The data: Begin

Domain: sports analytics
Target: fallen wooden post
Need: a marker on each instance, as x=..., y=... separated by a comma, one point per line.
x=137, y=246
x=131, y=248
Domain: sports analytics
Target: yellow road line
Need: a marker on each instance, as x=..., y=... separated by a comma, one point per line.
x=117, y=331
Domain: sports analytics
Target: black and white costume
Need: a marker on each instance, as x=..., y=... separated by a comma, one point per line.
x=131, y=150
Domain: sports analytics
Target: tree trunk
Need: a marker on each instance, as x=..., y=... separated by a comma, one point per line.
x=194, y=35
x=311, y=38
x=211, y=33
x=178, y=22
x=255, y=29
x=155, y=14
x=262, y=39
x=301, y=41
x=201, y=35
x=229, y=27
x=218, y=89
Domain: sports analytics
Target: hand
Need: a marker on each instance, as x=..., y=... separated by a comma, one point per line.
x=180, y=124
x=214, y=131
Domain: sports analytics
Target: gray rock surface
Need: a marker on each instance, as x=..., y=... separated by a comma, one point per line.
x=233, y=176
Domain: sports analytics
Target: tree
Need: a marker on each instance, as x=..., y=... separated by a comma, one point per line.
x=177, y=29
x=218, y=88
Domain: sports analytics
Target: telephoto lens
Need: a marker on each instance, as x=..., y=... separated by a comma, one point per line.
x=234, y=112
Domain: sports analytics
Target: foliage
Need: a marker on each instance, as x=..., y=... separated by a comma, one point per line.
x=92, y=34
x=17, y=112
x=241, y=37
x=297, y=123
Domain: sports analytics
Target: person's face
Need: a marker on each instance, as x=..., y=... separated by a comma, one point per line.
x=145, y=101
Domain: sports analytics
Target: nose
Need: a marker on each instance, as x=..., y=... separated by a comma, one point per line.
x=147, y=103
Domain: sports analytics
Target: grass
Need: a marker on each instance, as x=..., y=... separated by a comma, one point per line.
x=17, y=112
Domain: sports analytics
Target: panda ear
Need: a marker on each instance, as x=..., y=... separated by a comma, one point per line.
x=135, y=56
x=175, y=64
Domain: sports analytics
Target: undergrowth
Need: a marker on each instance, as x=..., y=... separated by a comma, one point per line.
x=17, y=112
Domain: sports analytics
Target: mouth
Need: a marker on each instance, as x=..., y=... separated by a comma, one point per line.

The data: End

From the very first line of the data through the line with "Target: tree trunk" in it, please reproduce each line exactly and output nothing more.

Domain: sports analytics
Target: fallen wooden post
Need: a marker on each instance, as x=..., y=... separated by a comma, one point per line.
x=137, y=246
x=131, y=248
Domain: sports analytics
Target: yellow road line
Need: a marker on each instance, as x=..., y=... separated by a comma, one point per line.
x=117, y=331
Domain: sports analytics
Target: black and white costume
Need: a marker on each instance, as x=..., y=... separated by a comma, one point per line.
x=131, y=150
Domain: sports analytics
Target: tree trunk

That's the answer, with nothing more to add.